## TEXT
****************

Thursday, April 23, 2009

"Much has been said of its coarseness," or, Some notes on poets and reviews

Today's offerings from the ol' literary steam tray: a few somewhat connected notes on poets and reviews:

1 In the course of confirming the other day that Walt Whitman, for all his exuberance, was not the tipsy poetic champion of the American outdoors that I was looking for, I happened across a fascinating contemporary review of Leaves of Grass. Published anonymously in the June 8, 1867 issue of the London Review and Weekly Journal of Politics, Society, Literature, and Art, it is now available in the Whitman archive.

The passage that led the review to be delivered up as a result of my Google search for "Whitman drunk" was this one:
That there is genius in these poems is unquestionable; yet it is difficult to assign their author any place in literature, unless, indeed, one may assume the veracity of metempsychosis, and say that here is Hafiz again, only drunk now with Catawba wine instead of the Saoma, and worshipping the Mississippi river instead of the Saravati, which, having dried up in Persia, may be supposed to have also transmigrated westward.
Lots of references to clear up there: Hafiz is a classical Persian poet, the Catawba is a wine grape from the eastern United States (as well as a Native American tribe), Saoma appears to be a creek, often dry, in Vanuatu, and the Saravati is the Saraswati, a holy Hindu river. That's a fairly longwinded way for the reviewer to point out that Whitman had expanded his reach to draw on Eastern traditions, especially as the reviewer goes on to point out that Leaves of Grass
is really meant to be, and is, intensely American. It is but just, however, to say that the America it celebrates is a transcendental one, related to the world and the distant stars, and not "Uncle Sam's" fenced-in national farm.
{Side note: I love that Uncle Sam was still a new enough concept that it needed to be set off in quotes.}

Still, the reviewer deserves credit for clearly grasping the quality and originality of Whitman's vision. Though he acknowledges that Whitman "is not a poet for the family circle, nor is his book one which could be allowed into everybody's hands," he ultimately offers praise that seems to truly understand Whitman's poetic aims:
There is a wild, natural exuberance of animalism displayed by Whitman of a thoroughly original kind, an open-air abandonment, a weird and exalted receptivity embracing the good and the bad, the vice and the virtue of life, with a power and comprehensiveness as striking as it is novel. If he will but learn to tame a little, America will at last have a genuine American poet.

2 I've enjoyed reading contemporary reviews of established classics ever since a professor in college lent me a volume of contemporary reviews of Dickens's novels; remembering the clash of opinions and the virulence with which they were put forth is a help when I find myself too deep in the book review world of our own era. And speaking of drunk poets, I wonder whether any of Edgar Allan Poe's reviews of Dickens were in that volume--for, as Jill Lepore reminds us in her excellent article on Poe in last week's New Yorker, Poe wrote two reviews of Barnaby Rudge.

****************

## RECORD EXCERPTS

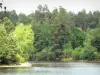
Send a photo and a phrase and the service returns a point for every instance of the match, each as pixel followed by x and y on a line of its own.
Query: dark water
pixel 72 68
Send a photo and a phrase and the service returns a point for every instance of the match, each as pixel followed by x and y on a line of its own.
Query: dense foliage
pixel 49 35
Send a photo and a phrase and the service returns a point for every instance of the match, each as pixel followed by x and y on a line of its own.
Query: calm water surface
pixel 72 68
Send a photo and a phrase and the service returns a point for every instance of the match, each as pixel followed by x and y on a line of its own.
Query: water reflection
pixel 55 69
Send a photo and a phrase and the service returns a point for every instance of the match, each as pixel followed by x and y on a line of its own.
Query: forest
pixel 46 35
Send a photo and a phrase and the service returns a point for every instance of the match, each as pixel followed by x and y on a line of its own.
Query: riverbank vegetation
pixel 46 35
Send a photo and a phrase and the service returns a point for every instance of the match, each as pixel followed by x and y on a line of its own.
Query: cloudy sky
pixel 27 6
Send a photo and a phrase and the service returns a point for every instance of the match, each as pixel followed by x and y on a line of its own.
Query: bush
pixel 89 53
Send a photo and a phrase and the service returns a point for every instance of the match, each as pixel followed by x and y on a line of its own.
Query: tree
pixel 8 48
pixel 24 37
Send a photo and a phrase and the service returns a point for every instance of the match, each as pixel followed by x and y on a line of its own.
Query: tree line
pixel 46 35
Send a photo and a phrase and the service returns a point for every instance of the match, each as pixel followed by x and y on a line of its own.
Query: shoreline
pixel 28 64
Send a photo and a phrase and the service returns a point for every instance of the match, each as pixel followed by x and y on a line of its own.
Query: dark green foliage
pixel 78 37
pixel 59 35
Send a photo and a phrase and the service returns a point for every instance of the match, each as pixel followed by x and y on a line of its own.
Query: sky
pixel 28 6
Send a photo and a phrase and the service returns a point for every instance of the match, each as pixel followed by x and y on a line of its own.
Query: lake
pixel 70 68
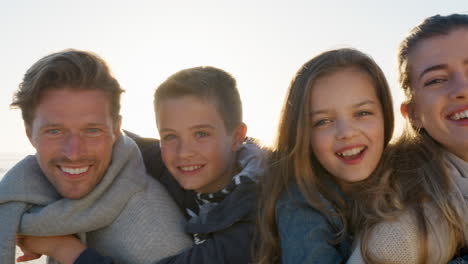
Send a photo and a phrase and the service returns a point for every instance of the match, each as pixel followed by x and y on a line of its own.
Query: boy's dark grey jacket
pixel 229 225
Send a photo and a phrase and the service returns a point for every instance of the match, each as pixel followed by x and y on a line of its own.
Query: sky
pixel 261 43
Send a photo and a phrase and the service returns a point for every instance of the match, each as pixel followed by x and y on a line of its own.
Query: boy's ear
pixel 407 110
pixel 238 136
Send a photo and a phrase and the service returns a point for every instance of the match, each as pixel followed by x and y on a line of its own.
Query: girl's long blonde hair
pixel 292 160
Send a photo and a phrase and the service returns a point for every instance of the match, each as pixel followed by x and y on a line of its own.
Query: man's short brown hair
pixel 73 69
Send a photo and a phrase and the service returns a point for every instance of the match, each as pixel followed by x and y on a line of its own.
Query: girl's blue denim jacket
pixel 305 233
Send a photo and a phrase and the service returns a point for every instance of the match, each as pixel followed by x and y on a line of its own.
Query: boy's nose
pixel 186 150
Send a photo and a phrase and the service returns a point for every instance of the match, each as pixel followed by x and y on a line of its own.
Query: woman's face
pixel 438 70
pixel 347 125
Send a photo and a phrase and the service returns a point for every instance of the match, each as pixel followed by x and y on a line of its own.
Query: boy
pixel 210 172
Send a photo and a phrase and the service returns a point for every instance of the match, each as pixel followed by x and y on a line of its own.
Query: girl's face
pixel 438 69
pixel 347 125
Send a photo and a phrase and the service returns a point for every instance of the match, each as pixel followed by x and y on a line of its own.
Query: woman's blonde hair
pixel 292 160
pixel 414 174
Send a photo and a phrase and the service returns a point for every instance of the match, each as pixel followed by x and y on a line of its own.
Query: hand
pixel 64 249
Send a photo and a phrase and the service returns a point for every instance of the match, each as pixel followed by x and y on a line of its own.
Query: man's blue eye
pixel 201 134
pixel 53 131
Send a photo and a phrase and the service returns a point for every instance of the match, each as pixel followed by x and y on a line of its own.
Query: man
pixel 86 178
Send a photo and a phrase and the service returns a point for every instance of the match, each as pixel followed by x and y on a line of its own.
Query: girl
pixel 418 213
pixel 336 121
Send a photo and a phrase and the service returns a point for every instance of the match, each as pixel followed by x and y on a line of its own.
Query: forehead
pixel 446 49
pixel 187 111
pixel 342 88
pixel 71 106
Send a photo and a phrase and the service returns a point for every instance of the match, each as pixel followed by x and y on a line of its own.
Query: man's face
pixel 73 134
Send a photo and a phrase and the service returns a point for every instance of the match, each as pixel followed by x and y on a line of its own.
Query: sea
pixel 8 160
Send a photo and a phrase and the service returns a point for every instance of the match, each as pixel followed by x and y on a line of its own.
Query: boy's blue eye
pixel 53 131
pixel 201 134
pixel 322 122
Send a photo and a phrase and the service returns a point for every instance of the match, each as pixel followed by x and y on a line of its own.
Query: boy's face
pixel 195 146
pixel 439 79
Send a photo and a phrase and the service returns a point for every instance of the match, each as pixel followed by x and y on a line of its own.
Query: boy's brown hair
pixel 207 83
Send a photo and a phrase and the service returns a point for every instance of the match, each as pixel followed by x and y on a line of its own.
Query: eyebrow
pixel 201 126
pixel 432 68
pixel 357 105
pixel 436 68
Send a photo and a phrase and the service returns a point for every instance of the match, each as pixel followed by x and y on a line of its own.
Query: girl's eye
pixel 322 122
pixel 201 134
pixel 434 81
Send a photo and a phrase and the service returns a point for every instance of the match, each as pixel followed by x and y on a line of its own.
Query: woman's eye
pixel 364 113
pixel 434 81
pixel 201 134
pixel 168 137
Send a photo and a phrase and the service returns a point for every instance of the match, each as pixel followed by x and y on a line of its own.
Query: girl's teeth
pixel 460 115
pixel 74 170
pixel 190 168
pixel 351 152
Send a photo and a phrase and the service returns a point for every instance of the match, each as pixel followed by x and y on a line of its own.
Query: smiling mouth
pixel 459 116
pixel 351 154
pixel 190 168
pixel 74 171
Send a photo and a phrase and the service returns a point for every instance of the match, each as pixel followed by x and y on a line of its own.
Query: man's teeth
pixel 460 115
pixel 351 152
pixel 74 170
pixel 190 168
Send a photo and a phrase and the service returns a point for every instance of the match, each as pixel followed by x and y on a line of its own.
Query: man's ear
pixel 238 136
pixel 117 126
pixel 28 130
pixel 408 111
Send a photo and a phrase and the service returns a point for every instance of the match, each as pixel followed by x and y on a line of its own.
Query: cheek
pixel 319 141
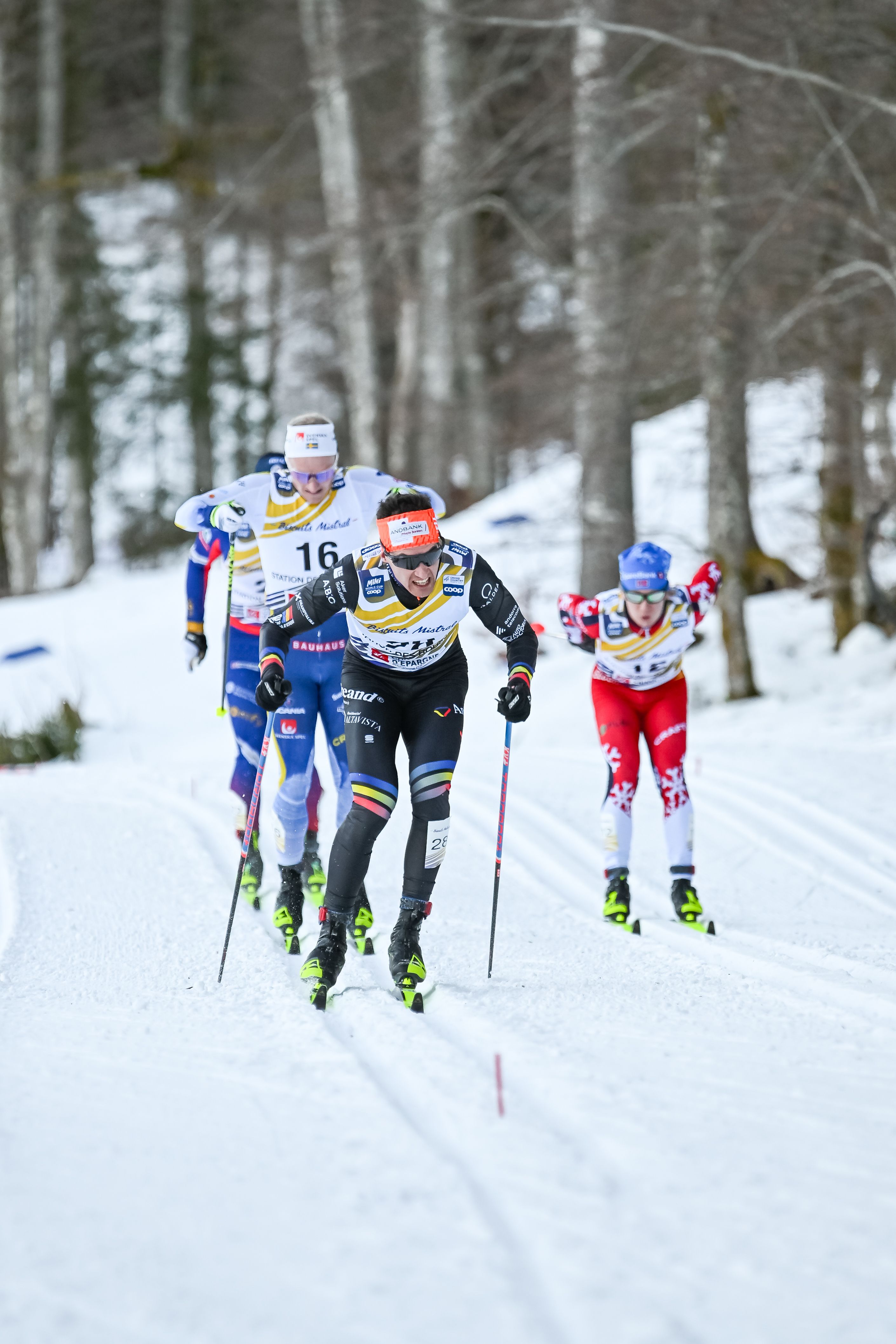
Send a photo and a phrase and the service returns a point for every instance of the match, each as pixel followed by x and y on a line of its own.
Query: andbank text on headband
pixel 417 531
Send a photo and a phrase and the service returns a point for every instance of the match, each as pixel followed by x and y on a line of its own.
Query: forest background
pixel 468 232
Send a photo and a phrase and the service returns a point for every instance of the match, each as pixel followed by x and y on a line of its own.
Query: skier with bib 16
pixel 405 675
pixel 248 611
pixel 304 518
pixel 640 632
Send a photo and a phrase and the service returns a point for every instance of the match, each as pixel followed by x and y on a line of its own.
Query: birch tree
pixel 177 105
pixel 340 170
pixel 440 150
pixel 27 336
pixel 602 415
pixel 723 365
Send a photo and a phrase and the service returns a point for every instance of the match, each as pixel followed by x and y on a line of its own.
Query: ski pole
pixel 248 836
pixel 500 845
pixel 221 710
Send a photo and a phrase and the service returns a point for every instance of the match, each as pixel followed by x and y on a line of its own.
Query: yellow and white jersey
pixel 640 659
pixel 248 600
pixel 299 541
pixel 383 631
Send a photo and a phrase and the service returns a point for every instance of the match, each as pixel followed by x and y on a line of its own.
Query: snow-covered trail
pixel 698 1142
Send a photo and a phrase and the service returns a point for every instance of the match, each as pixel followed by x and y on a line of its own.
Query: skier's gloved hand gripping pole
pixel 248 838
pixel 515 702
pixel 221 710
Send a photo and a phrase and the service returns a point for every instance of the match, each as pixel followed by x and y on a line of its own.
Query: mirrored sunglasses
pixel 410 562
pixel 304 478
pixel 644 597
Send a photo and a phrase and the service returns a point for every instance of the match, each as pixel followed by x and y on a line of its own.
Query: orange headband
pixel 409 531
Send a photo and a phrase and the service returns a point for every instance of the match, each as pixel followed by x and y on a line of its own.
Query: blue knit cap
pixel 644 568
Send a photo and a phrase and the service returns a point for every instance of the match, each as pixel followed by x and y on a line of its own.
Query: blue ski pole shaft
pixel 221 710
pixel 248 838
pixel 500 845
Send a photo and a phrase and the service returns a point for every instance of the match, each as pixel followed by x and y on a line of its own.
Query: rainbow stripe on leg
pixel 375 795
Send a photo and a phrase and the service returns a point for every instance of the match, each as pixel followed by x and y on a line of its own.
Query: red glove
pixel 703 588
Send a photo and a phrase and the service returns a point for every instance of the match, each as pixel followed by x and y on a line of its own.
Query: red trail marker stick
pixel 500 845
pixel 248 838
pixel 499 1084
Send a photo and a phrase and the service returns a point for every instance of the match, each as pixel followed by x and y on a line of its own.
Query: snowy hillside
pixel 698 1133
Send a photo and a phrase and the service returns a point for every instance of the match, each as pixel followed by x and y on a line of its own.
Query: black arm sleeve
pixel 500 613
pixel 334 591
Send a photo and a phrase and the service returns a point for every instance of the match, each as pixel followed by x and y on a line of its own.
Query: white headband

****************

## THE TASKS
**A.** In the post on poets and reviews, in which issue of which publication did the anonymous review of Leaves of Grass appear?
**B.** Reproduce the post on poets and reviews word for word, starting at "Lots of references" and ending at "fenced-in national farm.".

## TASK-BY-TASK ANSWERS
**A.** The June 8, 1867 issue of the London Review and Weekly Journal of Politics, Society, Literature, and Art.

**B.**
Lots of references to clear up there: Hafiz is a classical Persian poet, the Catawba is a wine grape from the eastern United States (as well as a Native American tribe), Saoma appears to be a creek, often dry, in Vanuatu, and the Saravati is the Saraswati, a holy Hindu river. That's a fairly longwinded way for the reviewer to point out that Whitman had expanded his reach to draw on Eastern traditions, especially as the reviewer goes on to point out that Leaves of Grass
is really meant to be, and is, intensely American. It is but just, however, to say that the America it celebrates is a transcendental one, related to the world and the distant stars, and not "Uncle Sam's" fenced-in national farm.